PROVIDED PASSAGE
PKWARE, Inc. is an enterprise data protection software company that provides discovery, classification, masking and encryption solutions, along with data compression software, used by organizations in financial services, manufacturing, military, healthcare and government. The company's products are intended to assist other companies in complying with various data protection regulations such as GDPR and CCPA. The company is headquartered in Milwaukee, Wisconsin with additional offices in the US, UK and India.

PKWARE was founded in 1986 by Phil Katz, co-inventor of the ZIP standard.

Thompson Street Capital Partners acquired PKWARE Inc. in 2020.

History

Compression software (1986–2000)
PKWARE was founded in 1986 by Phil Katz, a software developer who had begun distributing a new file compression utility, called PKARC, as shareware. PKARC represented a radical improvement over existing compression software (including the ARC utility, on which it was based) and gained popularity among individuals and corporations.

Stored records
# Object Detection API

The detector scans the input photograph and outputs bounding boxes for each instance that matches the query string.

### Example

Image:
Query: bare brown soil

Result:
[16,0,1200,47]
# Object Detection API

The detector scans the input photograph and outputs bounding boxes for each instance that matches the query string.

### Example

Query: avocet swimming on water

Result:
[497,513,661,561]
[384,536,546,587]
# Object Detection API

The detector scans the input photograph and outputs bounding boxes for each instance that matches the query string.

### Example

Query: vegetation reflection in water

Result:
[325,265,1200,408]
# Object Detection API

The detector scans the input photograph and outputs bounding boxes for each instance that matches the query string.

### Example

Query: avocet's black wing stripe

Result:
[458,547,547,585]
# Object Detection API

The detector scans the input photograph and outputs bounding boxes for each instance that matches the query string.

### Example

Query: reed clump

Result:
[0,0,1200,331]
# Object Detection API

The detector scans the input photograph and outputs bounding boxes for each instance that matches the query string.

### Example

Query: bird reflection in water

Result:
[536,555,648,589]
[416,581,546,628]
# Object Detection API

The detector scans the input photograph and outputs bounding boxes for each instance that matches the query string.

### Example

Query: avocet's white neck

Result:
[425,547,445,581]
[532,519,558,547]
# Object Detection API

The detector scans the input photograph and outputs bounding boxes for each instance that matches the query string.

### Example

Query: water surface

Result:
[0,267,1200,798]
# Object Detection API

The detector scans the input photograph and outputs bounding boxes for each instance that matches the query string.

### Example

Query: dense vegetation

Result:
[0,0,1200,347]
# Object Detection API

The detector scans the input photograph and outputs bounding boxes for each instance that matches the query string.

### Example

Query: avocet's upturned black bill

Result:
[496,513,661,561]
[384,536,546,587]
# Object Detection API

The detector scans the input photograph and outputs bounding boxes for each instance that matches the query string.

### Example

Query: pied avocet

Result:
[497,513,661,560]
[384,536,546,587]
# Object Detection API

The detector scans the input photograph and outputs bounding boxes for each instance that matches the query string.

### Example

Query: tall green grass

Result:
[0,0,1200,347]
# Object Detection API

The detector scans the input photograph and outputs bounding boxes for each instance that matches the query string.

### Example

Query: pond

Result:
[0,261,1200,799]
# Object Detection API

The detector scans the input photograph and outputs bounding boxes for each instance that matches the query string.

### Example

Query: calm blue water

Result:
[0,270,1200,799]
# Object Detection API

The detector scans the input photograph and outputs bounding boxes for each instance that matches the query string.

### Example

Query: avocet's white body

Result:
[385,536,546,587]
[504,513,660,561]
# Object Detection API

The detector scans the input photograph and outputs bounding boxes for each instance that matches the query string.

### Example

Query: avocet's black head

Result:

INSTRUCTIONS
(1) Print the part of the PKWARE article between "PKWARE, Inc. is" and "Inc. in 2020.", inclusive.
(2) Carry on the PKWARE article from the point where it stops.

THE RESPONSES
(1)
PKWARE, Inc. is an enterprise data protection software company that provides discovery, classification, masking and encryption solutions, along with data compression software, used by organizations in financial services, manufacturing, military, healthcare and government. The company's products are intended to assist other companies in complying with various data protection regulations such as GDPR and CCPA. The company is headquartered in Milwaukee, Wisconsin with additional offices in the US, UK and India.

PKWARE was founded in 1986 by Phil Katz, co-inventor of the ZIP standard.

Thompson Street Capital Partners acquired PKWARE Inc. in 2020.

(2)
Following a legal settlement with Systems Enhancement Associates Inc., the owners of ARC, Katz stopped distributing PKARC. He released his own compression program, which he called PKZIP, in 1989. PKZIP was the first program to use the new ZIP file format, which Katz developed in conjunction with Gary Conway and subsequently released into the public domain.
PKWARE grew in its early years by business from large corporations. The ZIP format proved so popular that it became the de facto standard for data compression and remains in use throughout the world after more than 30 years.

Purchase and expansion (2001–2008)
After Katz died in 2000, his family sold the company to a new management team led by George Haddix and backed by investment-banking firm Grace Matthews. Two years later, the company acquired Ascent Solutions, a large-platform software firm based in Dayton, Ohio.

SecureZIP, a program that combined PKZIP's data compression with enhanced encryption functionality, was released in 2004. In the following years, PKWARE continued to add support for large and small platform operating systems and introduced new features for both PKZIP and SecureZIP.

Shift toward data protection (2009–2015)
A new ownership group including company management, Novacap Technologies, and Maranon Capital acquired PKWARE in 2009. The company's new CEO, V. Miller Newton, steered the company toward an increased focus on its encryption products, in response to growing concerns about data security among PKWARE's customers in industries such as healthcare and government.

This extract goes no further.